## Actions to take:
A. Retype the part of the cartilage-reshaping text that begins at the words "Scientists have developed" and stops after the words "College in the US.".
B. In the cartilage-reshaping text, how long would the whole process take?
C. Write what follows the last sentence of the cartilage-reshaping text.

## Source passage:
:::
Scientists have developed a non-invasive cosmetic surgery technique that uses tiny needles and electric current to quickly reshape cartilage in the nose or ears, without the need for making incisions. Traditional surgery to reshape a nose or ear entails cutting and suturing, sometimes followed by long recovery times and scars. “We envision this new technique as a low-cost office procedure done under local anaesthesia,” said Michael Hill, one of the project’s principal investigators at Occidental College in the US.
“The whole process would take about five minutes,” Hill said. A non-invasive technique to reshape cartilage would be useful for cosmetic surgery procedures, such as making a nose more attractive. However, the method also could help fix problems, such as a deviated septum, or conditions for which no good treatments exist, such as joint contractures caused by stroke or cerebral palsy.
The team began experimenting with passing current through cartilage to heat it up. The method indeed allowed them to reshape tissue, but, curiously, not by warming it. Cartilage is made up of tiny rigid fibres of collagen loosely woven together by biopolymers. It also contains negatively charged proteins and positively charged sodium ions. Cartilage with a greater density of these charged particles is stiffer than cartilage with a lower charge density.
:::
## Dataset entries:

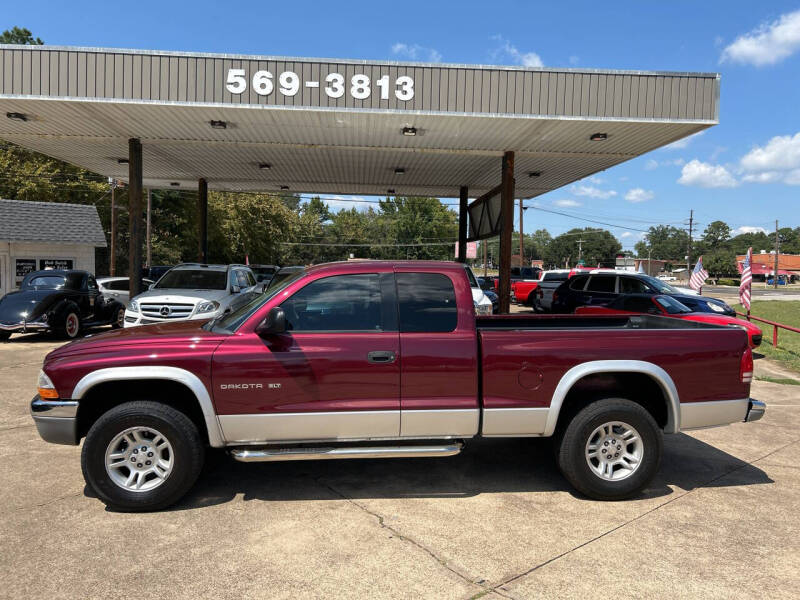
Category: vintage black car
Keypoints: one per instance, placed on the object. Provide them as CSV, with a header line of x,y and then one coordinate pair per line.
x,y
63,302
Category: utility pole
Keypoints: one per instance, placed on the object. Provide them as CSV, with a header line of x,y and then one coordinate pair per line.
x,y
689,246
112,267
149,264
777,250
521,238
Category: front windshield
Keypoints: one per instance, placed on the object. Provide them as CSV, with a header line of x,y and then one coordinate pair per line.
x,y
672,306
46,282
233,320
663,288
194,279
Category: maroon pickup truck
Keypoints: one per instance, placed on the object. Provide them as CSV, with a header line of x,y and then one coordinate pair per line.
x,y
382,360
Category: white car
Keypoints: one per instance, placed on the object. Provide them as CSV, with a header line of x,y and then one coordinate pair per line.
x,y
116,288
483,306
193,291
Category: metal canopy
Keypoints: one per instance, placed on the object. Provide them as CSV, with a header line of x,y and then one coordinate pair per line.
x,y
82,105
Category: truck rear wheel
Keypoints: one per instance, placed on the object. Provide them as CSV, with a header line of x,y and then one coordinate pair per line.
x,y
142,456
611,449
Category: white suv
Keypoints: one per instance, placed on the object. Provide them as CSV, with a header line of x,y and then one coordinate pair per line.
x,y
192,291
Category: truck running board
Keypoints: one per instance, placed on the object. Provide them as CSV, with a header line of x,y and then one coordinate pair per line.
x,y
319,453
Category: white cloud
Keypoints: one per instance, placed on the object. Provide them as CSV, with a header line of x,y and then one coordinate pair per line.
x,y
652,164
639,195
567,203
748,229
776,162
416,52
767,44
683,142
508,52
592,192
706,175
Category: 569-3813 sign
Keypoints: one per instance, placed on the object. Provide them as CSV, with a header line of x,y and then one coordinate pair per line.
x,y
289,84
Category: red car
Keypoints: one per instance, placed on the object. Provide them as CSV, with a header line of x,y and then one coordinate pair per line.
x,y
378,359
669,307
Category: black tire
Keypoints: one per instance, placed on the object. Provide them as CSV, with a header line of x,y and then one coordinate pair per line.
x,y
572,446
183,436
69,321
118,318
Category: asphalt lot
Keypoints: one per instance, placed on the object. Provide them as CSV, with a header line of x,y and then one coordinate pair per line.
x,y
721,520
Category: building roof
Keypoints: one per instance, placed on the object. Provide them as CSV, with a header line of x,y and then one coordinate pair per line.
x,y
790,262
57,222
266,123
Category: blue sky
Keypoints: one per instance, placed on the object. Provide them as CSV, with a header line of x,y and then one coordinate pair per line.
x,y
745,171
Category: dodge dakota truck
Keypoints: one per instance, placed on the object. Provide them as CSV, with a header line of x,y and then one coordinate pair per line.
x,y
381,360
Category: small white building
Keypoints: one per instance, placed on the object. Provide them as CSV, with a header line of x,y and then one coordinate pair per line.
x,y
41,235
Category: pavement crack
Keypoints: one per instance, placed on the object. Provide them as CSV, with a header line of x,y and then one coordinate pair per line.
x,y
638,517
403,537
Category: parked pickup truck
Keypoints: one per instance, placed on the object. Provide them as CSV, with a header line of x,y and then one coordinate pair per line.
x,y
380,360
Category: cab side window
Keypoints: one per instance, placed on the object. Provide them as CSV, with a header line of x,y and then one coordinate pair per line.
x,y
338,303
631,285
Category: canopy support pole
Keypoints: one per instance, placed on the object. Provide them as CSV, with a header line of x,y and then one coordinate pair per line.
x,y
506,230
135,217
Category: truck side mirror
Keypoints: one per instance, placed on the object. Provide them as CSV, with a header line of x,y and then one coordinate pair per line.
x,y
273,324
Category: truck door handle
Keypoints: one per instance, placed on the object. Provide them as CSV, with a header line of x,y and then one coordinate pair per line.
x,y
381,356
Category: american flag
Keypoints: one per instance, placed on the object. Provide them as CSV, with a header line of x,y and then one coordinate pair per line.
x,y
747,280
699,275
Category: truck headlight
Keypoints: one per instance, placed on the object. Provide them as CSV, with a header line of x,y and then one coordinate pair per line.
x,y
209,306
45,387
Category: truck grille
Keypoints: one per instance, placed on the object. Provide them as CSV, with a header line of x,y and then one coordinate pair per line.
x,y
167,310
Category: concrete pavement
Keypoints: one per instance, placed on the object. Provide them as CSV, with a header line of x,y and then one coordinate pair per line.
x,y
721,520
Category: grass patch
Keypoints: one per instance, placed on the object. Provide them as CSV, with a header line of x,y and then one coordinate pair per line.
x,y
788,313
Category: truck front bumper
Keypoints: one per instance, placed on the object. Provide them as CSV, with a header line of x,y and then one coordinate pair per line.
x,y
56,420
755,410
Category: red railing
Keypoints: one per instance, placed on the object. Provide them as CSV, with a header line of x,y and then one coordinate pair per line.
x,y
775,326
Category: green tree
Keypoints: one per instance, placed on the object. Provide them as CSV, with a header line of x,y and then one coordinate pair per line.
x,y
597,248
19,35
716,234
720,263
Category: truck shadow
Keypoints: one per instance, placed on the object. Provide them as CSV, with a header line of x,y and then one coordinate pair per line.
x,y
485,466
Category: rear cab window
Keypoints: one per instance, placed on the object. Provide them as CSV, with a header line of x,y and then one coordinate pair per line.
x,y
602,283
426,303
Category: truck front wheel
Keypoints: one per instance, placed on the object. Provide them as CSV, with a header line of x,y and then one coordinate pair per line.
x,y
611,449
142,456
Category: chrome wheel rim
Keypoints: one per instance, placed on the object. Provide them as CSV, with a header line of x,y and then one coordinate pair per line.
x,y
614,451
71,325
139,459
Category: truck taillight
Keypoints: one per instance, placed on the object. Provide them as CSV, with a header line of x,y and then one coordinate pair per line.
x,y
746,368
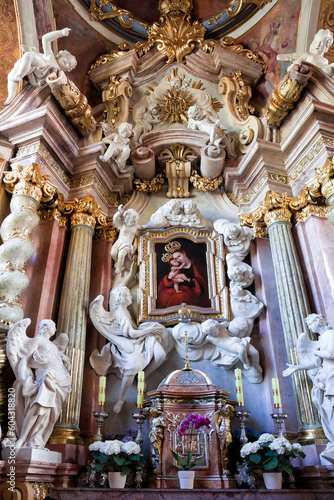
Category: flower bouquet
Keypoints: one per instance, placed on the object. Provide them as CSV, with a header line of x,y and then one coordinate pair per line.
x,y
270,454
116,456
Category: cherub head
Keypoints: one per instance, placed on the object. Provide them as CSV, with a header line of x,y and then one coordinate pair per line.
x,y
321,43
210,327
125,130
66,60
131,217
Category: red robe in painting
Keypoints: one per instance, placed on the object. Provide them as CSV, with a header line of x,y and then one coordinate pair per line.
x,y
194,293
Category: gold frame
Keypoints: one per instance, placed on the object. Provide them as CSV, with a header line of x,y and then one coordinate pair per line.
x,y
148,276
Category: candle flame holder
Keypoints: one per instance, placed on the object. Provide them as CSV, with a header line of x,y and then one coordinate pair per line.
x,y
139,417
242,416
279,417
100,417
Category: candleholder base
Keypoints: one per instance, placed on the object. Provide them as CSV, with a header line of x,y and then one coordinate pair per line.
x,y
279,417
139,417
100,417
242,416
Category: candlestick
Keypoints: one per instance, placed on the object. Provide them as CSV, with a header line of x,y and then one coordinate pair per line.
x,y
276,393
100,417
279,417
140,389
242,416
102,391
238,385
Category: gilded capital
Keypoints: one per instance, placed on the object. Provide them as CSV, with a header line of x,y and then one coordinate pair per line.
x,y
30,181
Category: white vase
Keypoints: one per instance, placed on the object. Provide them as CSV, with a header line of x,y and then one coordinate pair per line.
x,y
273,480
116,479
186,478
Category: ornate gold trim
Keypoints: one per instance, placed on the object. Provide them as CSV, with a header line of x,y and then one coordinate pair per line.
x,y
205,183
150,186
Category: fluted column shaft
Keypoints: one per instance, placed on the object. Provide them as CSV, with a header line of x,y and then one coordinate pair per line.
x,y
294,308
72,319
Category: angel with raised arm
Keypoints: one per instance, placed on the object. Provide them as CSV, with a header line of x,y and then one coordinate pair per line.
x,y
317,357
36,66
42,384
130,349
119,145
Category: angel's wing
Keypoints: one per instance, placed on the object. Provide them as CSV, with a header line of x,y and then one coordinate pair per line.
x,y
61,342
17,341
103,322
305,347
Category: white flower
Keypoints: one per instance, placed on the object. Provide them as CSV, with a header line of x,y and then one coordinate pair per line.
x,y
111,447
265,438
95,446
131,448
249,449
281,445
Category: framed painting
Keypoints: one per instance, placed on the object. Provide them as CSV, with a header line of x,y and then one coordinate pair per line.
x,y
177,266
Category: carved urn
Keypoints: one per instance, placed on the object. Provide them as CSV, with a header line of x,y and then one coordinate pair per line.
x,y
180,394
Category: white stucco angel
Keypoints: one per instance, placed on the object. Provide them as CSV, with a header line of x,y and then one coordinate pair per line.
x,y
237,239
321,43
130,349
124,249
36,66
42,381
199,119
119,145
317,357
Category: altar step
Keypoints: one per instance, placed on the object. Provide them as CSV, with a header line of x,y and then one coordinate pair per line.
x,y
177,494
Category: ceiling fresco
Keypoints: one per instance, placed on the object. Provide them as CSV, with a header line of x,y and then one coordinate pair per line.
x,y
133,19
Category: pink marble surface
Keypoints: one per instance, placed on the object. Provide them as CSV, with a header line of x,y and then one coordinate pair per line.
x,y
177,494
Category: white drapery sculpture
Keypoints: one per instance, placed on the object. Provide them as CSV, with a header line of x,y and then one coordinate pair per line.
x,y
317,357
130,349
42,381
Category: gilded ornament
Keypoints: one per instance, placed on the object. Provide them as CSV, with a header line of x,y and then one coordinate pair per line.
x,y
286,94
124,17
175,35
150,186
230,44
30,181
76,107
122,48
205,183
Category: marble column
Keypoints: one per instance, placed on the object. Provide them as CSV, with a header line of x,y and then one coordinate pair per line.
x,y
294,308
72,318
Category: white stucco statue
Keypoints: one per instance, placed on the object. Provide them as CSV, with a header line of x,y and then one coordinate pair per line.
x,y
35,67
130,349
317,357
119,145
321,43
233,346
177,213
125,247
237,239
198,119
42,381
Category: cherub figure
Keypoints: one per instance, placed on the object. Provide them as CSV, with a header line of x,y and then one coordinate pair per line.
x,y
42,381
321,43
125,246
130,349
119,145
317,358
36,66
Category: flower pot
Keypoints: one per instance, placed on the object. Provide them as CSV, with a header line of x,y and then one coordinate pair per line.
x,y
116,479
186,478
273,480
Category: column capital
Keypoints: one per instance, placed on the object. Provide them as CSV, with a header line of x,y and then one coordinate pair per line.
x,y
275,208
30,181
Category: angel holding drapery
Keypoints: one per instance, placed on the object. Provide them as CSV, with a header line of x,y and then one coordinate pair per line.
x,y
42,383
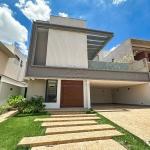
:::
## Exercise answers:
A.
Scientists have developed a non-invasive cosmetic surgery technique that uses tiny needles and electric current to quickly reshape cartilage in the nose or ears, without the need for making incisions. Traditional surgery to reshape a nose or ear entails cutting and suturing, sometimes followed by long recovery times and scars. “We envision this new technique as a low-cost office procedure done under local anaesthesia,” said Michael Hill, one of the project’s principal investigators at Occidental College in the US.

B. About five minutes.

C.
Researchers discovered that passing current through cartilage electrolyses water in the tissue, converting the water into oxygen and hydrogen ions, or protons. The positive charge of the protons cancels out the negative charge on the proteins, reducing charge density and making the cartilage more malleable. The team tested the method on a rabbit whose ears normally stand upright. They used a mold to hold one ear bent over in the desired new shape.
By inserting microneedle electrodes into the ear at the bend and pulsing current through them with the mold in place, they briefly softened the cartilage at the bend site without damage. Turning off the current than allowed the cartilage to harden in its new shape, after which the mold was removed. To achieve this outcome with traditional methods, a surgeon would have to cut through the skin and cartilage and then stick the pieces back together. That can lead to the formation of scar tissue at the joint.
The scar tissue must sometimes be removed in subsequent operations, Hill said. By avoiding mechanical damage to the cartilage, the molecular surgery technique causes no scarring and no pain. The researchers are exploring licensing options for the cartilage technique with medical device companies.